Some of the chanted service was, however, beautiful; and the effect of the unaccompanied voices in that vast space was exceedingly fine. But, again-must it be confessed ?-some of us thought yearningly of certain cathedral choirs in far-away, "unmusical” England;—of the clouds of organ sound rolling up among dim arches and recesses, -a fitting voice for the mysterious and sublime beauty of the Gothic architecture out of which it seemed to grow. And beside that remembrance, the visible and audible beauty then present to us, seemed poor and unsatisfying. For not even the great Florentine could give to this Italian modification of Greek style that element of sublimity which only exists in the mysterious and indefinite. The colossal proportions of St. Peter's smite our humanity into nothingness, and insomuch produce in us fitting feelings of reverence and awe. But in its vastness consists its only grandeur. All the items of detail, elaborate and magnificent though they are, are disappointing in general effect. We see too much, and imagine too little, in this world-famed Temple of Rome. The old Pagans, who originated "classic architecture," were gifted with admirable instinct when, in their temples, above the rows of uniform pillars, the straight frieze, the angular lines and restraining limits on every earthly side, they left the roof open to the wide heavensso admitting the idea of something transcendant and infinite, which had been otherwise shut out. But these Italian fanes, built after this composite, compromising order, are, so to speak, less than Pagan, and lose the beauty of Olympus in striving after something better, of which they equally fall short.
....................
> [WHAT THIS EXERCISE ASKS]:
• a. In the passage on St. Peter's, what does the writer say the church's only grandeur consists in?
• b. Decide whether each statement agrees with the passage on St. Peter's, and quote the words that settle it: (i) The unaccompanied voices produced a fine effect in the vast space. (ii) The details of St. Peter's are impressive in their general effect. (iii) The old Pagans left the roofs of their temples open.
• c. Extend the passage on St. Peter's, starting after its final sentence.
....................
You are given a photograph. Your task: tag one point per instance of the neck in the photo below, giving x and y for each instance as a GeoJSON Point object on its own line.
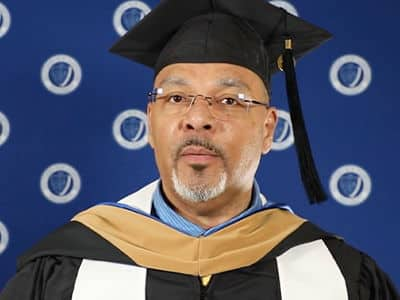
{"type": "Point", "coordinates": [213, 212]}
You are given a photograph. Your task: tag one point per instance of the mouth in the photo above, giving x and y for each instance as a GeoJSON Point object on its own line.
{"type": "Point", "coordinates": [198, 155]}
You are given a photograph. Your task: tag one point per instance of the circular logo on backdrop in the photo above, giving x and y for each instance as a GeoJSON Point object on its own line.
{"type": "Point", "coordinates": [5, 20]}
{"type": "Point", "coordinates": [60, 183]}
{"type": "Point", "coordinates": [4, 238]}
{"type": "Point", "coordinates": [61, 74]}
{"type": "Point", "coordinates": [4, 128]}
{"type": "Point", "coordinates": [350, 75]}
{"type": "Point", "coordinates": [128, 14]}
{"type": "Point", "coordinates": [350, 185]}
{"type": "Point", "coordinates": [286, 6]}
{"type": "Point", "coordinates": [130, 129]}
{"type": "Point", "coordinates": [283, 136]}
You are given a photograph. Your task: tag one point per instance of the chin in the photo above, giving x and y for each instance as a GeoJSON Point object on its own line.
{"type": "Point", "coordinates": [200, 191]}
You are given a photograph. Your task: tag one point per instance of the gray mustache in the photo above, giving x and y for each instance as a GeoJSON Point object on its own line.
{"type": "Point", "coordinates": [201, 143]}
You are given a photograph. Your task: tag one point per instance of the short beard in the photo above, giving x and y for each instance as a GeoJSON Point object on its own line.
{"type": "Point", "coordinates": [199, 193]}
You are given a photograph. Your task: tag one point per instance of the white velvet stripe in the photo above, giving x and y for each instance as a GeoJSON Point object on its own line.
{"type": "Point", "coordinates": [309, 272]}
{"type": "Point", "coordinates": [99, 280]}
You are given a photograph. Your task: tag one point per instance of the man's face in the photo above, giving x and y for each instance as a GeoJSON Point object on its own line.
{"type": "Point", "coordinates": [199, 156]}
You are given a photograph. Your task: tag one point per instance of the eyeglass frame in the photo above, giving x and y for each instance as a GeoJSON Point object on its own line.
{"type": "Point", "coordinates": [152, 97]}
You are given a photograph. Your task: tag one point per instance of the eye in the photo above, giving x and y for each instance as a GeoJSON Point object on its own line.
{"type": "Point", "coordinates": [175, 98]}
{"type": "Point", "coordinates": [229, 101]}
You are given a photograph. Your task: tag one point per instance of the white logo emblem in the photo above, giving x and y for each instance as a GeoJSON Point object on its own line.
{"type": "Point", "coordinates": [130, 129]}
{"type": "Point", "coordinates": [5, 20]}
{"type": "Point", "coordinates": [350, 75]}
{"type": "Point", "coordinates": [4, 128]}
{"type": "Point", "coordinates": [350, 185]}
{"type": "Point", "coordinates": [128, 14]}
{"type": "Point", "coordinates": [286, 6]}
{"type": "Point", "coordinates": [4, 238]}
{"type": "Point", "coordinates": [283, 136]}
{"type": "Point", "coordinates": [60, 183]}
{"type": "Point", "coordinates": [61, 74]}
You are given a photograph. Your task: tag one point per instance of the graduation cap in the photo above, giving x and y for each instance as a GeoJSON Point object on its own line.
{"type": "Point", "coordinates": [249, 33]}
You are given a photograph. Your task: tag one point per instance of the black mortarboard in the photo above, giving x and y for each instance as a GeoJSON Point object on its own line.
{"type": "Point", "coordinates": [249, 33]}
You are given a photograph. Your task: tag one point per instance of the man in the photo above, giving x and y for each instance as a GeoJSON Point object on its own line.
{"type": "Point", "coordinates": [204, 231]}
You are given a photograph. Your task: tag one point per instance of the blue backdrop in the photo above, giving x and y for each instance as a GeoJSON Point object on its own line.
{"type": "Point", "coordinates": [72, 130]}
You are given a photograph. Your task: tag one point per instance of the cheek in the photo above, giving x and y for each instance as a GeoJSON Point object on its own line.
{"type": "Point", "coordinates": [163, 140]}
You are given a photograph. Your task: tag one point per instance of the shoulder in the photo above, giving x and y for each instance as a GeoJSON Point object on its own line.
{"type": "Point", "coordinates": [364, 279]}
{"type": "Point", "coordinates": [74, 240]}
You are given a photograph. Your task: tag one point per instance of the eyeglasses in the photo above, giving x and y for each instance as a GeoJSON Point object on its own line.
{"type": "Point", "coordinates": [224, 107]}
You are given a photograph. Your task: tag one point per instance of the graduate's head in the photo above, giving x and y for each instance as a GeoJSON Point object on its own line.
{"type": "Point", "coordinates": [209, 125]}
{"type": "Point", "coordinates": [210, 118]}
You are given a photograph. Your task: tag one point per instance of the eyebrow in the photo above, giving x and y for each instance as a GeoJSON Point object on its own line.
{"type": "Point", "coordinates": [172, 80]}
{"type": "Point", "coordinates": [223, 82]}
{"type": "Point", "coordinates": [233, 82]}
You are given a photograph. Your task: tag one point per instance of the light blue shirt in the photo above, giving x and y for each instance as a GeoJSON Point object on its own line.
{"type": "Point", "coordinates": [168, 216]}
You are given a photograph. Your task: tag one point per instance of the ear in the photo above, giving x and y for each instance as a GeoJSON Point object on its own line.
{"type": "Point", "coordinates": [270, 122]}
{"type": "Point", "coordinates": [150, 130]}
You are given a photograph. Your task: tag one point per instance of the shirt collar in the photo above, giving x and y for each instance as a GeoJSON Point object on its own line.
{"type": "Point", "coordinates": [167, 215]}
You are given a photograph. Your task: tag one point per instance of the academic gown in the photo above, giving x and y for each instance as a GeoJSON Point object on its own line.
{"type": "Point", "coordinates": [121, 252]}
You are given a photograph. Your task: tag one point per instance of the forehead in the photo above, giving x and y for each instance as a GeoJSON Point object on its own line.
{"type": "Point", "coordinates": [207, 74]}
....................
> [PER-TASK ANSWERS]:
• a. Its vastness.

• b.
(i) Yes: "the effect of the unaccompanied voices in that vast space was exceedingly fine"
(ii) No: "All the items of detail, elaborate and magnificent though they are, are disappointing in general effect."
(iii) Yes: "they left the roof open"

• c.
This is digressive: we must return to our Easter Day at St. Peter's. The Benediction, after the High Mass, was the first really impressive sight of the day. The people poured out of the Basilica and congregated in the magnificent Piazza, which, together with the terrace of the Vatican and the steps of St. Peter's itself, was all waved and coloured with moving life: nearly one-third of the immense concourse being composed of soldiers. The bells clanged; the drums beat; the air hummed, as it were, with many voices. The sun shone with Roman fervour on the glittering bayonets and helmets; on the coloured uniforms; on the eager, upturned faces; and, brightest of all, on the sparkling, rainbowed waters of the great fountains; till, at a signal, these last ceased to flow, and sudden silence fell. The soldiers dropped on their knees with a rushing sound, as of a small earthquake; the Pope appeared on the balcony in front of St. Peter's, and pronounced the blessing in his extremely rich and sonorous voicethe chorused Amen bursting three times on the stillness. Then, the two copies of the Bull, or dispensation, were, as usual on this occasion, thrown to the crowd-a portion of which rushed to scramble for them; the soldiers rose to their feet again; drums beat, bells rang, clashed, jangled, as in riotous joy; and the great sea of

human life began tossing and swaying again. We waited on the steps of St. Peter's, and watched the greater part of the throng clear off. Cardinals with their trains swept down to their carriages, making the eyes ache with intensity of scarletness. How is it possible to make the uninitiated understand what colour is, in this Italy? No mist, light and impalpable, but still an existence, comes between our eyes and the red and blue, and green and golden. And those "neutral tints" that we are hardly aware of at home, strike us here with the force of new discoveries. Enough for a picture, here, only to see the house-roofs described against the blue of a morning sky; or the grey corner of a building abutting on a background of ilex-that most solemn, severe, and unfathomable of greens; or the dome of a church; or the indescribable richness of colour of obelisk or pillar, that we should be content, anywhere else, to describe as stone colour. In this land, one should as soon hope to give a graphic idea of the hue of an object by saying it was flower colour."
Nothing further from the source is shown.